WORK ORDER: In the page on procedural mistake detection, which action segmentation backbone extracts the action segments from the input video frames?

DOCUMENT TEXT:
Procedural Mistake Detection via Action Effect Modeling

Abstract

Mistake detection in procedural tasks is essential for developing intelligent assistive agents that enhance learning and task execution. Existing methods predominantly focus on analyzing how an action is performed, overlooking what it produces, i.e., the Action Effect. However, execution mistakes often manifest not in the action itself but in its outcome, such as an unintended object state or incorrect spatial arrangement.

To this end, we introduce Action Effect Modeling (AEM), a unified framework that jointly captures action execution and its effects from a causal perspective. AEM first identifies the outcome of an action by selecting the most informative effect frame based on semantic relevance and visual quality. It then extracts complementary cues from visual grounding and symbolic scene graphs, aligning them in a shared latent space to form robust effect-aware representations. To detect mistakes, we further design a prompt-based detector that incorporates task-specific prompts and aligns each action segment with its intended execution semantics.

Our approach outperforms prior work on the EgoPER and CaptainCook4D benchmarks under the challenging One-Class Classification (OCC) setting. These results highlight the importance of jointly modeling execution and effect for accurate mistake detection in real-world procedural tasks.

Motivation

Existing mistake detection approaches primarily focus on modeling the execution process, assessing correctness by analyzing motion patterns and action sequences. However, a shared limitation of these methods lies in the assumption that mistakes can be identified solely from the execution process, without verifying whether the final outcome aligns with the intended result. In real-world scenarios, the execution may appear correct, yet minor deviations can still lead to significantly flawed outcomes, which underscores a critical limitation: mistake detection should account not only for the execution process but also for its resulting action effect.

Framework

We adopt an action segmentation backbone (ActionFormer) to extract non-overlapping action segments from the input video frames. The resulting segment features are then fed into the Action Effect Modeling (AEM) module. The effect-aware segment features are passed into the mistake detection module, which models the mistake probability for each segment using a prompt-based detector.

Effect Modeling

In AEM, we first perform effect frame sampling to identify the frame most indicative of the action outcome. Subsequently, we extract multimodal effect knowledge including object states and spatial relationships from both visual grounding and symbolic scene graphs. During training, these cues serve as supervision signals to guide effect-aware learning.

Experiments

We evaluate our method on two egocentric video datasets: EgoPER and CaptainCook4D. As shown in Table 1, our method significantly outperforms AMNAR in AUC across all five tasks on the EgoPER dataset, with an average improvement of 3.3%. Similarly, the results in Table 2 further demonstrate its effectiveness on the CaptainCook4D dataset, surpassing AMNAR by 9.7% in Precision and 1.5% in AUC.

Image point grounding data
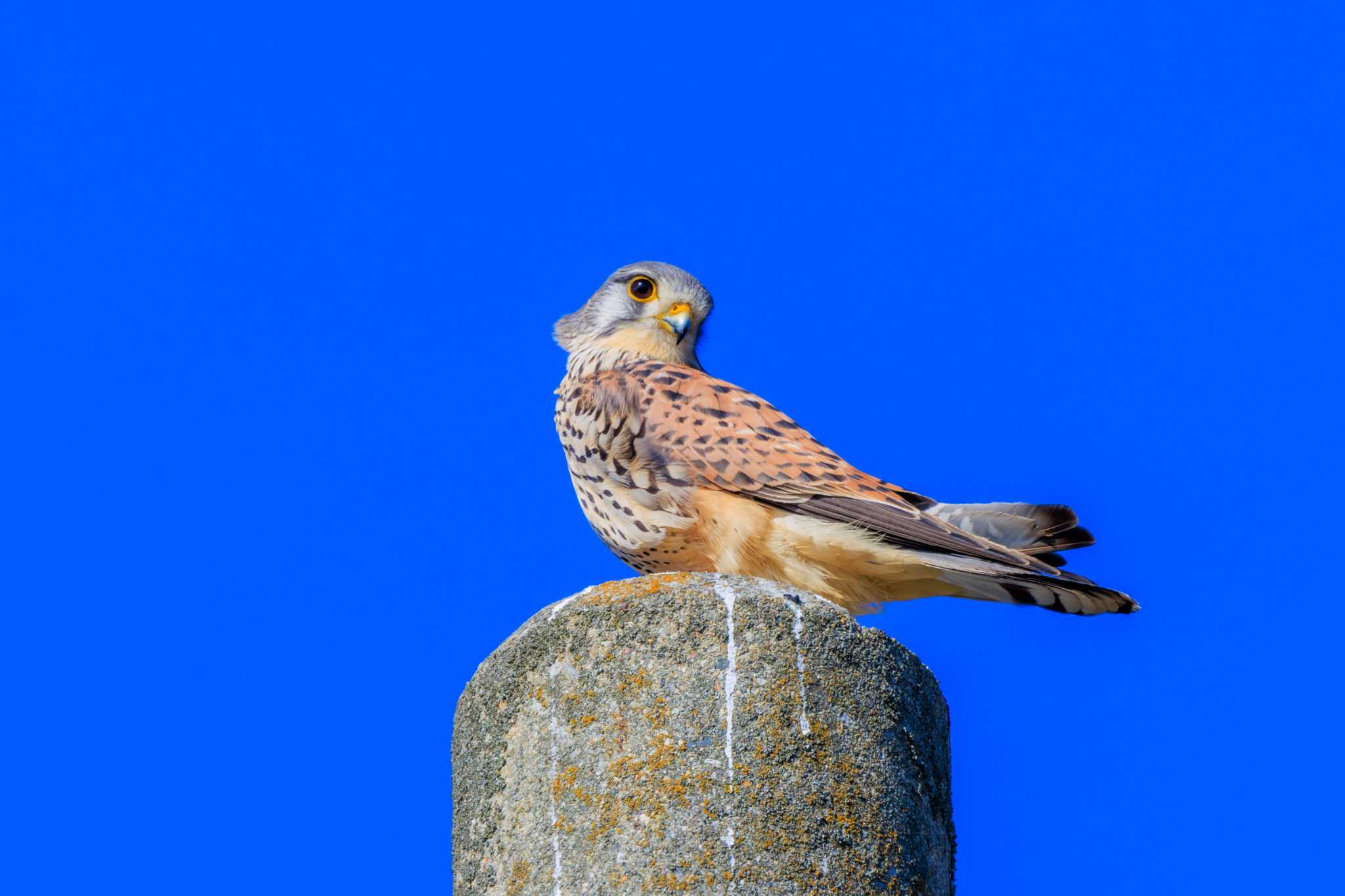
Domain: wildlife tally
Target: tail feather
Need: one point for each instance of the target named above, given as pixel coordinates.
(988, 581)
(1030, 528)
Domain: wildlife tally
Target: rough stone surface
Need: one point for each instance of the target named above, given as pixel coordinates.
(701, 734)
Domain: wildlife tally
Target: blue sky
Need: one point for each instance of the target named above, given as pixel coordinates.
(276, 322)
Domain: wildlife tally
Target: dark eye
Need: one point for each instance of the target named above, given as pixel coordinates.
(642, 289)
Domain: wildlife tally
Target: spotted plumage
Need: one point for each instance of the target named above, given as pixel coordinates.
(678, 471)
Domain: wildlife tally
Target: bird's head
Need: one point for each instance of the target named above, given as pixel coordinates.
(648, 308)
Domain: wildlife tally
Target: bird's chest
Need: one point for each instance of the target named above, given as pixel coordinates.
(625, 495)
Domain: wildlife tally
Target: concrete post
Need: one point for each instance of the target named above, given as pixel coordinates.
(701, 734)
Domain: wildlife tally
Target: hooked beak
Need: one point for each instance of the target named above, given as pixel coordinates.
(676, 320)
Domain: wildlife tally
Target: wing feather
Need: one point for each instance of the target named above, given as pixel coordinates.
(735, 441)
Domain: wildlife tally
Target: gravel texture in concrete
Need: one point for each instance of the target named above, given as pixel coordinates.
(703, 734)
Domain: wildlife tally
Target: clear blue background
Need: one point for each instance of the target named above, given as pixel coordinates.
(277, 293)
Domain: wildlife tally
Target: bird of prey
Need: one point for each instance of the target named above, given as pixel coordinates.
(678, 471)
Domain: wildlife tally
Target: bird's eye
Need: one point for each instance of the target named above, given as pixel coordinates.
(642, 289)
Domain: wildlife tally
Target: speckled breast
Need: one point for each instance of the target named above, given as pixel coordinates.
(618, 490)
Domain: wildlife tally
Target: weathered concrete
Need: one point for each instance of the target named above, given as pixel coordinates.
(701, 734)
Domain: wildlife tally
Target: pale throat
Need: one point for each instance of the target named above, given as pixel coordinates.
(649, 341)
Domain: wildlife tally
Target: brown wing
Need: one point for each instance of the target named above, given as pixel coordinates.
(728, 438)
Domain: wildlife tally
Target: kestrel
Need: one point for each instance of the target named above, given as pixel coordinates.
(677, 471)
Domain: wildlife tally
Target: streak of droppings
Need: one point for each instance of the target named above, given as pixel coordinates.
(731, 683)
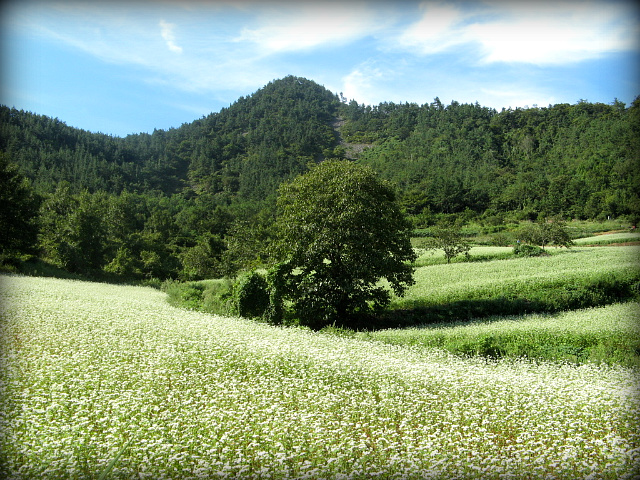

SOLUTION: ActionFormer